### PROBLEM REQUIREMENTS
Pull out every line of the records below that contains the string "masks", treating uppercase and lowercase as distinct.

Dataset excerpt:
..........

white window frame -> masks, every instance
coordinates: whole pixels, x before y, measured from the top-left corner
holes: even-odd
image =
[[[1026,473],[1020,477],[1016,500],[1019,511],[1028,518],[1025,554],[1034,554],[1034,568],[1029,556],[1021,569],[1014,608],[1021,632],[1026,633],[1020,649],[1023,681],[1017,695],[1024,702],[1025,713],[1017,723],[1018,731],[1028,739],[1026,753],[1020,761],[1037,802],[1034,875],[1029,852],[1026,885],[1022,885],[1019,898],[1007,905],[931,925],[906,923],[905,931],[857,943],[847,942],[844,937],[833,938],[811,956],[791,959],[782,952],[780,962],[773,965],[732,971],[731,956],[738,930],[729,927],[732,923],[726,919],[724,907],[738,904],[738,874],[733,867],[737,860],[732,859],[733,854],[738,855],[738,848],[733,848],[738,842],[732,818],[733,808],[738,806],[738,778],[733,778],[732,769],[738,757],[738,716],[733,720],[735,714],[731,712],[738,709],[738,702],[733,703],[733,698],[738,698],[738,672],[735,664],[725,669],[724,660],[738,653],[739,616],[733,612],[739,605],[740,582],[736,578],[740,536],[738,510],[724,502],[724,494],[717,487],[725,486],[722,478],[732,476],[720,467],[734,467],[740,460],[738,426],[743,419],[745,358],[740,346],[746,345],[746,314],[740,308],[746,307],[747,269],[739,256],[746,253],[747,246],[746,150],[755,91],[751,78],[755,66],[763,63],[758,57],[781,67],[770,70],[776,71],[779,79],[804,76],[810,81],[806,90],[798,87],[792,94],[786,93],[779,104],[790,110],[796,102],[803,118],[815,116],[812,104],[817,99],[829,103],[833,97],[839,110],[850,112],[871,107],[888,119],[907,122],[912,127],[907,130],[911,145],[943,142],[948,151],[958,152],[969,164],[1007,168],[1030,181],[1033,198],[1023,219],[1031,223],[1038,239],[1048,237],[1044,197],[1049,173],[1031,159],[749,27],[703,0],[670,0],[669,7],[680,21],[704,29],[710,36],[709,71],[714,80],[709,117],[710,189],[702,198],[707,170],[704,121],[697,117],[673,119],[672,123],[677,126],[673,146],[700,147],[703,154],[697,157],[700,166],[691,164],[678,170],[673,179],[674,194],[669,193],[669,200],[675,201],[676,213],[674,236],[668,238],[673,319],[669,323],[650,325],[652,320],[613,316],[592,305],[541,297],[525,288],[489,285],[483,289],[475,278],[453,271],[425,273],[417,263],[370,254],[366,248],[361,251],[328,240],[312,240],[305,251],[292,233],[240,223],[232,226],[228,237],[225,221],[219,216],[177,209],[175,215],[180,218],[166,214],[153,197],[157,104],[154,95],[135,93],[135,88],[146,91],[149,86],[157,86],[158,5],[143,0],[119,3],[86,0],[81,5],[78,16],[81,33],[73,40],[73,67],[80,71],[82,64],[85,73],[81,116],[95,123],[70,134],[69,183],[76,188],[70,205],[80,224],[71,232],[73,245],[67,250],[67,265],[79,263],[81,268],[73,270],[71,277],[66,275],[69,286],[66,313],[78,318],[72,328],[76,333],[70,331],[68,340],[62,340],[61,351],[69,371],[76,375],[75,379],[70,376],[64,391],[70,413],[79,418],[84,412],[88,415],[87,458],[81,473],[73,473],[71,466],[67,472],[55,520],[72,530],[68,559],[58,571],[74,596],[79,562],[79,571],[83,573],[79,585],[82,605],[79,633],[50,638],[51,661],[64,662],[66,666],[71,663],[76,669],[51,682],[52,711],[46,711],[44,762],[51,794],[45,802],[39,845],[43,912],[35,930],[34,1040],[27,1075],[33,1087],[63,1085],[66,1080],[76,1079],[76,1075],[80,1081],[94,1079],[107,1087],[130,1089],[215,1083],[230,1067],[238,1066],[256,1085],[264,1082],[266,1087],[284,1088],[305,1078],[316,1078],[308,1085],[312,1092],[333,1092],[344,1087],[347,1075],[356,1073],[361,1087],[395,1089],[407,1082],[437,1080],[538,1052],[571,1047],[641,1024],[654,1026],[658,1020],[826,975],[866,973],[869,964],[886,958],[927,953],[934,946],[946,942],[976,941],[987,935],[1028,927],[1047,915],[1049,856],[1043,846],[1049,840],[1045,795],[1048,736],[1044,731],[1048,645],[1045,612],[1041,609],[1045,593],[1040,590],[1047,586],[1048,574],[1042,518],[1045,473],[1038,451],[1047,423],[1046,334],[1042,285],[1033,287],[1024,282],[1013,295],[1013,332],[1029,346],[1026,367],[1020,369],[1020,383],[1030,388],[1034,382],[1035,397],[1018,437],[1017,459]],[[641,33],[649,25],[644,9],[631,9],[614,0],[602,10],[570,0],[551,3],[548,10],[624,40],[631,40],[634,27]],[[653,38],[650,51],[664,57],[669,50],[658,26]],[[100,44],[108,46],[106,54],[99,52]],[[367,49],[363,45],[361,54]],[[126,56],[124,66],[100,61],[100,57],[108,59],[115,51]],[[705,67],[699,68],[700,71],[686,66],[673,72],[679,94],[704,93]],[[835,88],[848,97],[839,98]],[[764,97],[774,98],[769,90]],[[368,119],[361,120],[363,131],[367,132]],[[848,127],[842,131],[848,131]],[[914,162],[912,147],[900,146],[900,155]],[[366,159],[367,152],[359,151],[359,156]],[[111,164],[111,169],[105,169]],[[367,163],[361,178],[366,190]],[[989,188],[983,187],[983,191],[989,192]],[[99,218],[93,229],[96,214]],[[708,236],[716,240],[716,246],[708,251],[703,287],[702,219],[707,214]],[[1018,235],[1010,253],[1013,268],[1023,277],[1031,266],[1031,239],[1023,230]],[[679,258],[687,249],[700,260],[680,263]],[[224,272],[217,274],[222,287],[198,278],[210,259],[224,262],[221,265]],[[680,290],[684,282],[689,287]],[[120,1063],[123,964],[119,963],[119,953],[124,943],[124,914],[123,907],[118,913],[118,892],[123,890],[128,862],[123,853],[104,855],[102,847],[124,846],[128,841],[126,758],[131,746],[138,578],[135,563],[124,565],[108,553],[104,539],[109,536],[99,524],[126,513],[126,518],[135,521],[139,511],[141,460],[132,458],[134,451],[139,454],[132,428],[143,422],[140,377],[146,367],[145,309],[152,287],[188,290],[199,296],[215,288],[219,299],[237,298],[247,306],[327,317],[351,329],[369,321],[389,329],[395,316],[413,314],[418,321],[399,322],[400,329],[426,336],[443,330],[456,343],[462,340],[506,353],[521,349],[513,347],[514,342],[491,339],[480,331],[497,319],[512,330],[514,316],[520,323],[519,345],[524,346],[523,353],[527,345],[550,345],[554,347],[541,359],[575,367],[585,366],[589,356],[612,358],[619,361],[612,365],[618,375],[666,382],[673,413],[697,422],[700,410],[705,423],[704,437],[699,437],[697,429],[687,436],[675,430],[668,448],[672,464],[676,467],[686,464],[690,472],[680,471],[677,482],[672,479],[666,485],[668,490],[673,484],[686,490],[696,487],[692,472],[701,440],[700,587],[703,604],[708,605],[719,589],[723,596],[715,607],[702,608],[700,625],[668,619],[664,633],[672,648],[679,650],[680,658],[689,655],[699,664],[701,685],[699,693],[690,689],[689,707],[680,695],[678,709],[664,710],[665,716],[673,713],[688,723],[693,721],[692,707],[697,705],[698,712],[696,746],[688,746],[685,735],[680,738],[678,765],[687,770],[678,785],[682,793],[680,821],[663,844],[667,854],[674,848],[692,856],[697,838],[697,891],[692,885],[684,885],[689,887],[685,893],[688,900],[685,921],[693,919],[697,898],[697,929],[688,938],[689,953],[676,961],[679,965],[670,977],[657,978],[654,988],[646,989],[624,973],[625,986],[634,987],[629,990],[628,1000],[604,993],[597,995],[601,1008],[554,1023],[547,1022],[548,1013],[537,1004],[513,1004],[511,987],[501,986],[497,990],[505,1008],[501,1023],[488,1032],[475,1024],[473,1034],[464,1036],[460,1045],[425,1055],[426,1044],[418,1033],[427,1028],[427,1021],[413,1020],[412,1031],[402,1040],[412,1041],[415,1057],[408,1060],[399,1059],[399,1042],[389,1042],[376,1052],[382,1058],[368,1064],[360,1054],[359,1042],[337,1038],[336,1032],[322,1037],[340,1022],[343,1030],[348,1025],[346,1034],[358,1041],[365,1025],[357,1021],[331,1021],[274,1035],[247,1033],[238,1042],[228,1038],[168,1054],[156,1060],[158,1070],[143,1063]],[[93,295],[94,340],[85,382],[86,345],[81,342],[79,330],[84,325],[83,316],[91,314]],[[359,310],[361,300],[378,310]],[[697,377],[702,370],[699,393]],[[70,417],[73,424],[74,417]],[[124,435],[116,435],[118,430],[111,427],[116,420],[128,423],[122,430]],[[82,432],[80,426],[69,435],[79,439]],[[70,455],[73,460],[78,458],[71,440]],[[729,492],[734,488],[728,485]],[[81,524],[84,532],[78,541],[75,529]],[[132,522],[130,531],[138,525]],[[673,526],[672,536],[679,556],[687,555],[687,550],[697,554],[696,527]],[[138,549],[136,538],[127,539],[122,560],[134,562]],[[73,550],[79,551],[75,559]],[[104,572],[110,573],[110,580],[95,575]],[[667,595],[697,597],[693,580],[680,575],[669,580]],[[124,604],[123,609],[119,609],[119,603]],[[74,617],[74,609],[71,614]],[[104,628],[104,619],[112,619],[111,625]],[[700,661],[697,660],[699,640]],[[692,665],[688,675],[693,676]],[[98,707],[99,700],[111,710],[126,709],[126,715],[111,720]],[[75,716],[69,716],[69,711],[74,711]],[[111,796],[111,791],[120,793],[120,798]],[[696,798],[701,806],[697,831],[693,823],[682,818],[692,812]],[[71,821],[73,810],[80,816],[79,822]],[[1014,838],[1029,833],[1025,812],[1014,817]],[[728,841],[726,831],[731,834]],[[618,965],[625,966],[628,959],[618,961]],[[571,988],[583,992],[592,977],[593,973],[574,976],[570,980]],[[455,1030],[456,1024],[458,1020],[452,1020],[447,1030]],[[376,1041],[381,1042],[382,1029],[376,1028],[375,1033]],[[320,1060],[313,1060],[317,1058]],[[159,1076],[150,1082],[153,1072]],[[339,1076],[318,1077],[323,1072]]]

..........

### CORRECT OUTPUT
white window frame -> masks, every instance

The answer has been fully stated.